_ESTRATTO DELLA FONTE:_
● ● ●
A questo romanzo è vagamente ispirata la serie televisiva italiana trasmessa da Rai 1 dal 2015, ora diventata una vera e propria soap, ma ambientata tra gli anni cinquanta e sessanta a Milano, dove esistette davvero un negozio chiamato “Paradiso delle signore”.
Ironico (di un’ironia antifrastica), divertente, scorrevolissimo, Di chi è la colpa? fu pubblicato nel 1947 ed è l’unico romanzo dello scrittore russo Aleksandr Ivanoviĉ Herzen. Dimenticatevi Tolstoj e Dostoevskij, il suo stile ricorda piuttosto il Gogol’ fantasioso e stravagante dei racconti. Citiamo dalla prefazione di questa recente ristampa: «È strano che questo straordinario scrittore, in vita celebre personalità europea, stimato amico di Michelet, Mazzini, Garibaldi e Victor Hugo, a lungo venerato nel suo paese non solo come rivoluzionario, ma come uno dei più grandi uomini di lettere, sia tuttora poco più di un nome in Occidente. Il piacere che si ricava dalla sua lettura … rende ciò una strana e ingiustificata perdita». Sottoscriviamo in pieno.
● ● ●
_INFORMAZIONI ESTRATTE:_
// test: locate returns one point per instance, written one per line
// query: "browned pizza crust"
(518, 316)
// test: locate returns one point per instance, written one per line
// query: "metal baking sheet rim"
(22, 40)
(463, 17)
● ● ●
Per favore, ripeti senza alcuna modifica il passo dell'estratto della fonte riportato sopra, da "Ironico (di un’ironia" a "Sottoscriviamo in pieno.".

Ironico (di un’ironia antifrastica), divertente, scorrevolissimo, Di chi è la colpa? fu pubblicato nel 1947 ed è l’unico romanzo dello scrittore russo Aleksandr Ivanoviĉ Herzen. Dimenticatevi Tolstoj e Dostoevskij, il suo stile ricorda piuttosto il Gogol’ fantasioso e stravagante dei racconti. Citiamo dalla prefazione di questa recente ristampa: «È strano che questo straordinario scrittore, in vita celebre personalità europea, stimato amico di Michelet, Mazzini, Garibaldi e Victor Hugo, a lungo venerato nel suo paese non solo come rivoluzionario, ma come uno dei più grandi uomini di lettere, sia tuttora poco più di un nome in Occidente. Il piacere che si ricava dalla sua lettura … rende ciò una strana e ingiustificata perdita». Sottoscriviamo in pieno.